> _Soal 1_
Menurut kutipan sumber, siapa yang sekarang ikut angkat bicara menolak RUU Pilkada?
> _Soal 2_
Apakah pernyataan berikut sesuai dengan kutipan sumber? Jawab ya atau tidak untuk tiap pernyataan, lalu kutip kata-kata dari teks yang menentukan jawabannya.
(a) Berita itu diperbarui pada 11 September 2014.
(b) RUU Pilkada dinilai mengembalikan aroma Orde Baru.
(c) Hasil survei di layar proyektor berasal dari KPU.

> _Kutipan Sumber_

Eksponen 98 Minta SBY Cabut Draft RUU Pilkada

Aktivis 98 menolak RUU Pilkada yang dinilai mengembalikan aroma Orde Baru yang kala itu mereka tentang sampai terjadinya reformasi.

oleh Ahmad Romadoni diperbarui 11 Sep 2014, 14:06 WIB
Sebuah layar proyektor menunjukkan hasil survei dari LSI mengenai alasan menolak Pilkada DPRD, Jakarta, Selasa (9/9/2014) (Liputan6.com/Andrian M Tunay)

Liputan6.com, Jakarta - Rancangan Undang-Undang Pemilihan Kepala Daerah (RUU Pilkada) terus mendapatkan perlawanan. Kini giliran eksponen atau aktivis pergerakan mahasiswa 1998 turut angkat bicara menolak RUU Pilkada yang dinilai mengembalikan aroma Orde Baru yang kala itu mereka tentang sampai terjadinya reformasi.

> _Data yang Ditampilkan_
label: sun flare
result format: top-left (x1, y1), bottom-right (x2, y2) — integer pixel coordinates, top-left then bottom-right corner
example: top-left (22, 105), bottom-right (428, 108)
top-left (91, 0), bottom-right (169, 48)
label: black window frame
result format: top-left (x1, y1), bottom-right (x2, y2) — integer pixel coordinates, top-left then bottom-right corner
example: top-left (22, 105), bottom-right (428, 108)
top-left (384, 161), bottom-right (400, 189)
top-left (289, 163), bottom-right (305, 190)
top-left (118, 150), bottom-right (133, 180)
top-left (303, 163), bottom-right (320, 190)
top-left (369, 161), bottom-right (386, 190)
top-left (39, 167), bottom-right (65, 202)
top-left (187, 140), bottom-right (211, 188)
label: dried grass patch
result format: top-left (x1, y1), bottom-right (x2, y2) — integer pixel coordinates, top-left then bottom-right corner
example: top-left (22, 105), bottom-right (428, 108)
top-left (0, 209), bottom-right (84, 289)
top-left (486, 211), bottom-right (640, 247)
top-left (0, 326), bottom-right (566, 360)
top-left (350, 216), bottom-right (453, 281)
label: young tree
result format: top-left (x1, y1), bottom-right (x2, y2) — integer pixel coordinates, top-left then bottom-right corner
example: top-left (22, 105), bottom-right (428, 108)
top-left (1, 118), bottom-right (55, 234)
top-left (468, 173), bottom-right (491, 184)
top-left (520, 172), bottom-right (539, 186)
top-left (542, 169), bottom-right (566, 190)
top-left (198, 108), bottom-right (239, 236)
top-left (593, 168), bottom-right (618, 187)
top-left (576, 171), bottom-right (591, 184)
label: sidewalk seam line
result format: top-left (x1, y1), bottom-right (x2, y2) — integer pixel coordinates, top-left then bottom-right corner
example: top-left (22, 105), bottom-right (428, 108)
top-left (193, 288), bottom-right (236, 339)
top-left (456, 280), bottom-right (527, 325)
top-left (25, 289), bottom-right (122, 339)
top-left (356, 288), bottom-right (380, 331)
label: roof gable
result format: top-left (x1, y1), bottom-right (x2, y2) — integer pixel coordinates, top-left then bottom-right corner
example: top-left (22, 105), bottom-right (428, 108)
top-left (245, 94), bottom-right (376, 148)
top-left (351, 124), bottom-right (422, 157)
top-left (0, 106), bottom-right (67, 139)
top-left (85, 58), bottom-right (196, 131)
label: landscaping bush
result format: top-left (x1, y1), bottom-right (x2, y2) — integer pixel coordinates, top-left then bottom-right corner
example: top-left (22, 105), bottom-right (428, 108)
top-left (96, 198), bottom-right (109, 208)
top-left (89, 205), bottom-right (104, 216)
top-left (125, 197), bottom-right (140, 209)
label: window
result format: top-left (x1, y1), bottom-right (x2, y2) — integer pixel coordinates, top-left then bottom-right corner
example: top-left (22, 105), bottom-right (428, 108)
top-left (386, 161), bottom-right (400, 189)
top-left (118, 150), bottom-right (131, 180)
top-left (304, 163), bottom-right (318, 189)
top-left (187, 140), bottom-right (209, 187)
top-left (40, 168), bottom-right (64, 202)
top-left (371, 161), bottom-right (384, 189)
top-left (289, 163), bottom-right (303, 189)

> _Jawaban Benar 1_
Eksponen atau aktivis pergerakan mahasiswa 1998.

> _Jawaban Benar 2_
(a) Ya: "diperbarui 11 Sep 2014, 14:06 WIB"
(b) Ya: "RUU Pilkada yang dinilai mengembalikan aroma Orde Baru"
(c) Tidak: "hasil survei dari LSI"